= LISTED RECORDS =

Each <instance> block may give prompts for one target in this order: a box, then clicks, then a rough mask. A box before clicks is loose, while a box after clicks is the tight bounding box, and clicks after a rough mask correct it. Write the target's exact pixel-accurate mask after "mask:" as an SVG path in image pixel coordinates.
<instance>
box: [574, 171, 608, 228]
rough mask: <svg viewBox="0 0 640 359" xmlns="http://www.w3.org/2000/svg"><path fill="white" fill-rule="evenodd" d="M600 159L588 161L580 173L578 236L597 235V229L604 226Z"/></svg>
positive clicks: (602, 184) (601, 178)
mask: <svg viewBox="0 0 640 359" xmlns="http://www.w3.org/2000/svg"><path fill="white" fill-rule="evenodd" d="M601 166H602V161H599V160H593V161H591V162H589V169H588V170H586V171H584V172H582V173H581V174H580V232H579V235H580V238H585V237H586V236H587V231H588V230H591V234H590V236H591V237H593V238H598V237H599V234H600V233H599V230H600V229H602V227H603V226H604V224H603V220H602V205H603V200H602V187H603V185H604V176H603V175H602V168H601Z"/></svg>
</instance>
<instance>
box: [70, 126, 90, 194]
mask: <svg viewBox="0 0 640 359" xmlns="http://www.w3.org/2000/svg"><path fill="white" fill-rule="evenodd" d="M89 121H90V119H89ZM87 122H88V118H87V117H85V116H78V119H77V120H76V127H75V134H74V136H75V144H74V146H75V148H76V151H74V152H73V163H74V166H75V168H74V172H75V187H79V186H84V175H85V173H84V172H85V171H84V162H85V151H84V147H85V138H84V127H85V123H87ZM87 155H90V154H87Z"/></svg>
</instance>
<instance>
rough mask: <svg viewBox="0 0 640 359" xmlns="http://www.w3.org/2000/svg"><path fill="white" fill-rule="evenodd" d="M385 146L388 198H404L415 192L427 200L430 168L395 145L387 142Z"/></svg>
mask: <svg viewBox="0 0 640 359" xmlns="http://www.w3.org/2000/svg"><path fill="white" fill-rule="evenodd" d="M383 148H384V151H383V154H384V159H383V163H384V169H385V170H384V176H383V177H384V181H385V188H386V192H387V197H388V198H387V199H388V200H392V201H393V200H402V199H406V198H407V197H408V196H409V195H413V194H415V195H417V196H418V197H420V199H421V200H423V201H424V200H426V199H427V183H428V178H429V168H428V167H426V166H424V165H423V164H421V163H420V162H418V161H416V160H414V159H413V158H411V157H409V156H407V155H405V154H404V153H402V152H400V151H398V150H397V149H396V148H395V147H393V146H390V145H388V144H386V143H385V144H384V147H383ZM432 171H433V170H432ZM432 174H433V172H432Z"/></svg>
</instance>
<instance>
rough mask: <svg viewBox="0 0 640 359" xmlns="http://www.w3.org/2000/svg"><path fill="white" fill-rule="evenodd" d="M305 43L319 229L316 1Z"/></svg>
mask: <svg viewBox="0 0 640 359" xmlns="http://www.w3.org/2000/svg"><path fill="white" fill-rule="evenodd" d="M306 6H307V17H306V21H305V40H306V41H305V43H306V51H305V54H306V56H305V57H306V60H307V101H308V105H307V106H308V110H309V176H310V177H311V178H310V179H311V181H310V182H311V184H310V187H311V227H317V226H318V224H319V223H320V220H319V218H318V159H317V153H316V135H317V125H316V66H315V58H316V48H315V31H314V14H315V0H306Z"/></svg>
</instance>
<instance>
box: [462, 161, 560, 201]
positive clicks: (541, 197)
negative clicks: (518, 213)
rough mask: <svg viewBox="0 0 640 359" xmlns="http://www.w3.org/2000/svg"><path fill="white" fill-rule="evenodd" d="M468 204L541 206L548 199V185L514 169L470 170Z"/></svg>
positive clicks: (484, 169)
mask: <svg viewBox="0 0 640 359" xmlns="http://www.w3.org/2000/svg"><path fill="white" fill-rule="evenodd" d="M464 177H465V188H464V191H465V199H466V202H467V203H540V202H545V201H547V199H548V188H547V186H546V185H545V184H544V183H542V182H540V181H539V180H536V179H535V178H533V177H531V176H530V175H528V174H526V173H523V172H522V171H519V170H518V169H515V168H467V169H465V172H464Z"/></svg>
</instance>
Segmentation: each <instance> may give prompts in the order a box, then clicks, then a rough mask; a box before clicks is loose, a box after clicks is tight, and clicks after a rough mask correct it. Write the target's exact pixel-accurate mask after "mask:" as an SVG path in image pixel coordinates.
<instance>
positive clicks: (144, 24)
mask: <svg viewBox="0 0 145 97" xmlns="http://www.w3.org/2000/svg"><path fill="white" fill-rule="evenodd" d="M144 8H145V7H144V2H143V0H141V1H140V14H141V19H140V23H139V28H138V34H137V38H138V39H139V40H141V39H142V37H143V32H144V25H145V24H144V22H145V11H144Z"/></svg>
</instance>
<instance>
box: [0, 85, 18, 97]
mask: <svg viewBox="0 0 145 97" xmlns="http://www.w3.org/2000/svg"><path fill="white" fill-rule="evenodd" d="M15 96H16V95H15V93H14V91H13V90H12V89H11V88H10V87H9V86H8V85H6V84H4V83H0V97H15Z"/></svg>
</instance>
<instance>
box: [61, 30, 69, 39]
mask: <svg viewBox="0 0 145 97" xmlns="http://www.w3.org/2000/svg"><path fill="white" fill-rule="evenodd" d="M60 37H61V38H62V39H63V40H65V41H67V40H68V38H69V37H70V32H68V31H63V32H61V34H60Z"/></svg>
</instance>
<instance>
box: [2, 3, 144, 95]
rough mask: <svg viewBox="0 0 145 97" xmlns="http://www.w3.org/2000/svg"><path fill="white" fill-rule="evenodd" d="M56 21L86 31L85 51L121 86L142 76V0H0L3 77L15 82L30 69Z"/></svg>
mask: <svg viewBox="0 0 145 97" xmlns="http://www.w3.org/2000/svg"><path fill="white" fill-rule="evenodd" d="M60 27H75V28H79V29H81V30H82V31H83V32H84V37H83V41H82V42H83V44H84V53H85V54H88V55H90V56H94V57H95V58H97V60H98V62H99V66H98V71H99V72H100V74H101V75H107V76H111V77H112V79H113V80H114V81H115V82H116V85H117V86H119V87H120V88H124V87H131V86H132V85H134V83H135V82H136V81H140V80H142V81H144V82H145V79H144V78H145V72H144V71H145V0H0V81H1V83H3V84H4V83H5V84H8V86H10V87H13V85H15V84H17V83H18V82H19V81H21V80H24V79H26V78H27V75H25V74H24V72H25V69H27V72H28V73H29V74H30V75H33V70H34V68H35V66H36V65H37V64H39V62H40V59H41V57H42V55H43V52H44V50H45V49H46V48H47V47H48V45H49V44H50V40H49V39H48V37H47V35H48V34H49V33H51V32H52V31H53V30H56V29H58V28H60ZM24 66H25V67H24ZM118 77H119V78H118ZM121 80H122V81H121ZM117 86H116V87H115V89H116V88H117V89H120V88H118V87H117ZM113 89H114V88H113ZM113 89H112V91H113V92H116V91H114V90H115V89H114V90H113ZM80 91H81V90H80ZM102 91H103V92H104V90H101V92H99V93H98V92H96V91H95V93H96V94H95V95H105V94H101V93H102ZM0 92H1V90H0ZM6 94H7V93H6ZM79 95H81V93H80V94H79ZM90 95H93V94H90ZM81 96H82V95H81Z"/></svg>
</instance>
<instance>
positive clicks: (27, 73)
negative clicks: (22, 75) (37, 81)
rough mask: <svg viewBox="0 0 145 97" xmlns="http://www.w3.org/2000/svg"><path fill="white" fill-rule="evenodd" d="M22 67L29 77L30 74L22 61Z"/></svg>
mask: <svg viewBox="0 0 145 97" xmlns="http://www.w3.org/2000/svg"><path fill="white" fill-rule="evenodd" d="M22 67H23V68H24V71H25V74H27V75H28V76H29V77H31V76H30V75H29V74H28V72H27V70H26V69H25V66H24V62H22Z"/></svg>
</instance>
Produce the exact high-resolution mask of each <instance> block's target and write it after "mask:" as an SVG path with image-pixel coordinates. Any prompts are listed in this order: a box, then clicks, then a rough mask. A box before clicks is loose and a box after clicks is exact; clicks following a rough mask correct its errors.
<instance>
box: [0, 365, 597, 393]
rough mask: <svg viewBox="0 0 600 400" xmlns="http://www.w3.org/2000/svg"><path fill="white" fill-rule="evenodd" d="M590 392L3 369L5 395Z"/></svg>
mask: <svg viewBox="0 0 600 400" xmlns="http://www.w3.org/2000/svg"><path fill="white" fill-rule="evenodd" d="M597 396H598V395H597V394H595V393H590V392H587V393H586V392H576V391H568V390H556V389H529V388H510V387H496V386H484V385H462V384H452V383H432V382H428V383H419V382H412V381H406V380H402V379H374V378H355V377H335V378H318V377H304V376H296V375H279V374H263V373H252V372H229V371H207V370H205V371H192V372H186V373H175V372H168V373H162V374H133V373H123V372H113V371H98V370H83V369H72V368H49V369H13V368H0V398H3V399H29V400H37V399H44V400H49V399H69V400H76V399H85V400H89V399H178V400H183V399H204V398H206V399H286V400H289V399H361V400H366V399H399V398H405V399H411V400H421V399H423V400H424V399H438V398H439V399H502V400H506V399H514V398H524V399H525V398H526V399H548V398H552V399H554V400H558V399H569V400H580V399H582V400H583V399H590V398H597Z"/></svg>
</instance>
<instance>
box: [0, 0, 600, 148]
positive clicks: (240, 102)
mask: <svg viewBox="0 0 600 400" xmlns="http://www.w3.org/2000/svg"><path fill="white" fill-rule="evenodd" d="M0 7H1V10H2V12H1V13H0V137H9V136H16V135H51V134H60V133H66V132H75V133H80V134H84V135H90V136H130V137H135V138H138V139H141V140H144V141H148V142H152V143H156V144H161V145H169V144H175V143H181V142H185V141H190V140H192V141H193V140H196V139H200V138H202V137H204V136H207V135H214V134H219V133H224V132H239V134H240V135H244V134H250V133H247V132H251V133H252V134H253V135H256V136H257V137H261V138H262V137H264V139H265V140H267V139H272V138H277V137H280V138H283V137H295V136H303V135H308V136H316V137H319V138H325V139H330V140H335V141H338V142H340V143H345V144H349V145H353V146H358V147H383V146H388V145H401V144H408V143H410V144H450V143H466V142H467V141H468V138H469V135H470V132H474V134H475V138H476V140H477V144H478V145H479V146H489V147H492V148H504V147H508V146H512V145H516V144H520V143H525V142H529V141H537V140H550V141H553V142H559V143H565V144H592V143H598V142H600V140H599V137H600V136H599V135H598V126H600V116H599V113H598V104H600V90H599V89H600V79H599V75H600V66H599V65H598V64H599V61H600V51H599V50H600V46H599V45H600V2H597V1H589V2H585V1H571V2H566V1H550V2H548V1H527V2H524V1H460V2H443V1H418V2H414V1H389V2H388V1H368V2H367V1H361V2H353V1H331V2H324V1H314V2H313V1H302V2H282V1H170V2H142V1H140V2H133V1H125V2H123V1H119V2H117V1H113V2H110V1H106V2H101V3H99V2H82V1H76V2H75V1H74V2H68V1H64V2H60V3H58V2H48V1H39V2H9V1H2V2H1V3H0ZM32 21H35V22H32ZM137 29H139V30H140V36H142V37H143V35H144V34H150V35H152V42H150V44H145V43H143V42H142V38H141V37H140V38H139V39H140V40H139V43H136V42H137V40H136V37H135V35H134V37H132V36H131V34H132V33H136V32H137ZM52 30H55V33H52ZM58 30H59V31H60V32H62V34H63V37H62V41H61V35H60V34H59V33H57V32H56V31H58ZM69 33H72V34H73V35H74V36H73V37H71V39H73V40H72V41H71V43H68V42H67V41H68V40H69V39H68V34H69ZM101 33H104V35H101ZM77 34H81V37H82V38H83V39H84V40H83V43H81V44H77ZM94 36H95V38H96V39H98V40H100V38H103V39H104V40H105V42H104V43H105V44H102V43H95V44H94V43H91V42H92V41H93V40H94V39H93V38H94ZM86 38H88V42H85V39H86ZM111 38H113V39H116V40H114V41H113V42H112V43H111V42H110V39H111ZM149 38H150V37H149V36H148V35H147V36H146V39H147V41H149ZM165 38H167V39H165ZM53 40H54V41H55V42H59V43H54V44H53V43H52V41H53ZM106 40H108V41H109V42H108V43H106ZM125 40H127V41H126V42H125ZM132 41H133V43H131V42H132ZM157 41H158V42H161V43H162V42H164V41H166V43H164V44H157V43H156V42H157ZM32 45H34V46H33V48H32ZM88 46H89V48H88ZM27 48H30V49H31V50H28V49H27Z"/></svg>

= BRIEF =
Could you reproduce everything from the start of the material down to the line containing "positive clicks: (602, 184) (601, 178)", switching "rough mask" to "coarse mask" and leaving all else unchanged?

= RESULT OF THIS TASK =
Each <instance> block may give prompts for one target in this order: a box, then clicks, then a coarse mask. A box before clicks is loose, while a box after clicks is the tight bounding box, and clicks after a coarse mask correct it. Write the target's exact pixel-accurate mask after "mask:" as an SVG path in image pixel coordinates.
<instance>
box: [574, 171, 608, 228]
coarse mask: <svg viewBox="0 0 640 359" xmlns="http://www.w3.org/2000/svg"><path fill="white" fill-rule="evenodd" d="M600 159L588 161L580 173L578 236L597 235V229L604 226Z"/></svg>
positive clicks: (602, 184) (601, 178)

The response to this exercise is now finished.